-------- LISTED ENTRIES --------
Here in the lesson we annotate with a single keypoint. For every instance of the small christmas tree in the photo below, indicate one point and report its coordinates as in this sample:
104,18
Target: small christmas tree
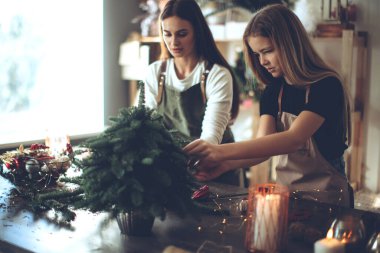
136,164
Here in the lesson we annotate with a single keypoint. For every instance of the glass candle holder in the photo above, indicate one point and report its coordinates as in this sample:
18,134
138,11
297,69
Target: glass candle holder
267,218
350,230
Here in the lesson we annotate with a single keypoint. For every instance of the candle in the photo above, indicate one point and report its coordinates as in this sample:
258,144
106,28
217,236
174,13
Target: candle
266,222
267,218
328,245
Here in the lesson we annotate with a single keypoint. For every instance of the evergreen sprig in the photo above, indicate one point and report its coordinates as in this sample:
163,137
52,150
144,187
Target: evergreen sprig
136,164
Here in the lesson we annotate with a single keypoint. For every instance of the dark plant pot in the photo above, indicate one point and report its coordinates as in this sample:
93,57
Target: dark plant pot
135,223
--------
TASK DESCRIPTION:
Please rewrite all of the material above with "single keypoint" swapped for "single marker" and everything else unchanged. Leave the pictures out.

RESPONSE TO THIS TASK:
Here in the lesson we annotate with a single marker. For every instance of the small christmas tree in the photo below, indicate one point and report its coordinates as in this sample:
104,18
Target: small christmas tree
136,164
Here in the lesson we annotate with a single marker. For every instance of the glass candle holder in the photo above, indicate one point and report its coordinates as in this sample:
18,134
138,11
297,69
Target: glass candle holder
267,218
350,230
Here in the lesson we annotate with a single marker. For every instance of the candle in the photo above, indicate one point and report its coordinates as in this sample:
258,144
106,28
217,236
174,13
Target: candle
266,222
267,218
328,245
Here in the lesson we annotate with a single marker. For every instance of the evergreen sprig in the photo above, indicate one point and report its coordinates as in this sample:
163,137
52,150
144,187
Target: evergreen sprig
136,164
Here in the lesson we annotate with a single marker. For every instance of the dark plant pot in the photo above, indicate one point and report its coordinates as in this sample:
93,57
Target: dark plant pot
135,223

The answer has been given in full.